▸ **LIST OF TASKS**
**A)** In the text on the Japanese whiptail, how many spines and soft rays support the anal fin?
**B)** List every fin named in the Description section of the text on the Japanese whiptail.
**C)** Write the next part of the text on the Japanese whiptail, starting after its last sentence.

▸ **TEXT PROVIDED**
-=-=-=-=-

Scientific classification
- Kingdom: Animalia
- Phylum: Chordata
- Class: Actinopterygii
- Order: Acanthuriformes
- Family: Nemipteridae
- Genus: Pentapodus
- Species: P. nagasakiensis
- Binomial name: Pentapodus nagasakiensis (Tanaka, 1915)
- Synonyms: Leptoscolopsis nagasakiensis Tanaka, 1915

= Pentapodus nagasakiensis =

- Authority: (Tanaka, 1915)
- Conservation status: LC
- Synonyms: Leptoscolopsis nagasakiensis Tanaka, 1915

Species of fish

Pentapodus nagasakiensis, the Japanese whiptail or Japanese butterfish, is a species of marine fish in the coral bream family (Nemipteridae) of order Perciformes. It is native to the western Pacific Ocean.

==Taxonomy==
Pentapodus nagasakiensis was first formally described in 1915 as Leptoscolopsis nagasakiensis by the Japanese ichthyologist Shigeho Tanaka with its type locality given as the fish marker in Nagasaki. The 5th edition of Fishes of the World classifies the genus Pentapodus within the family Nemipteridae which it places in the order Spariformes.

==Etymology==
Pentapodus nagasakiensis has a specific name which reflects its type locality, the fish market in Nagasaki.

==Description==
Pentapodus nagasakiensis has its dorsal fin supported by 10 spines and 9 soft rays while the anal fin is supported by 3 spines and 7 soft rays. The scales on the head extend forward to a level with the front edge of the eyes and the rear nostrils. The suborbital is not scaled and neither is the lower limb of the preoperculum. The pelvic fins are moderately long extending to or nearly to the level of the anus. The caudal fin lobes are of equal length and are pointed. The overall colour is yellowish shading to whitish on the lower body. There is a clear, wide yellow stripe running from the snout to the caudal peduncle with whitish stripes above and below it. This species has a maximum published total length of 20 cm although 10 cm standard length is more typical.

-=-=-=-=-

▸ **DATASET CONTENT**
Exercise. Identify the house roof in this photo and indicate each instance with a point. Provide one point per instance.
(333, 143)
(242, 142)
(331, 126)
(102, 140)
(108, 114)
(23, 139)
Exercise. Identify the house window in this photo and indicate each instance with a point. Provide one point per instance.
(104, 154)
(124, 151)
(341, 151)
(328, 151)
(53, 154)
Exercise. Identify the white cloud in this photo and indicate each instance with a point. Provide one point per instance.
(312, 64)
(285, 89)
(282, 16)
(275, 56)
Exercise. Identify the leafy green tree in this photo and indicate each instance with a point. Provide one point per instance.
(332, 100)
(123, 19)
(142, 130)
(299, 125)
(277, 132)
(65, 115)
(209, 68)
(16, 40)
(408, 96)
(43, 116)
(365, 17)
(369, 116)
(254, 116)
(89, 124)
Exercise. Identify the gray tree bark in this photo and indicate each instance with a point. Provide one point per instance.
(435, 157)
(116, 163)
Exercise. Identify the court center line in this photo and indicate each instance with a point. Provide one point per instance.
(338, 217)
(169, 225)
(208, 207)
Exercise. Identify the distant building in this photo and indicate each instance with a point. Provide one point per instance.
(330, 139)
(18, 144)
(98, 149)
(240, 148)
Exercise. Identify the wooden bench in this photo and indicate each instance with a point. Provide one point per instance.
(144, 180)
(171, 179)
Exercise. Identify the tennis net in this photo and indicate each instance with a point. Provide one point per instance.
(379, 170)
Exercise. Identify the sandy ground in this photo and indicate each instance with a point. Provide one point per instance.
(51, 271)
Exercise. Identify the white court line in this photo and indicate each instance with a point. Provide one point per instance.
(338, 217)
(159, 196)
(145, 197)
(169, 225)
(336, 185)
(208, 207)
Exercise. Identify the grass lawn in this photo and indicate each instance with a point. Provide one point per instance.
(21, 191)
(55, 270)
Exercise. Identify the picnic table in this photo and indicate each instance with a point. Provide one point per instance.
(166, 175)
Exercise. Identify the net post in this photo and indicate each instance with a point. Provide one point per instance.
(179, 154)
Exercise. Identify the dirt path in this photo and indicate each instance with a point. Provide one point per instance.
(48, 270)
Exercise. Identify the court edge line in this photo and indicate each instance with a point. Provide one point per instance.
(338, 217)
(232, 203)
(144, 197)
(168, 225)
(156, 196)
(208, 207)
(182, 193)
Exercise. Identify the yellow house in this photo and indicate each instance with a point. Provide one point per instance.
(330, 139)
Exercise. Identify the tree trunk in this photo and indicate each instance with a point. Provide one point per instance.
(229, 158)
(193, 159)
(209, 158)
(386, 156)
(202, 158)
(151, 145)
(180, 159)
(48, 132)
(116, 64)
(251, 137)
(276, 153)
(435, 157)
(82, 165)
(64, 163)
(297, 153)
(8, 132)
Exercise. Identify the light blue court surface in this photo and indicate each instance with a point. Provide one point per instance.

-=-=-=-=-

▸ **ANSWERS TO EACH TASK**
**A)** 3 spines and 7 soft rays.

**B)** Dorsal fin, anal fin, pelvic fins, caudal fin

**C)**
==Distribution and habitat==
Pentapodus nagasakiensis is found in the eastern Indian Ocean and Western Pacific Ocean from Japan in the north to northern Australia in the south, including Palau and New Caledonia. In Australia they are found from the Houtman Abrolhos in Western Australia east to the Arafura Sea and along the Great Barrier Reef of Queensland. Juveniles have been recorded as far south as Sydney. It is found at depths between 20 and 100 m in deeper offshore waters but it will swim into shallower estuaries and harbours.

==Biology==
Pentapodus nagasakiensis is found as either solitary individuals or in small groups. It feeds mainly on small crustaceans, especially shrimp.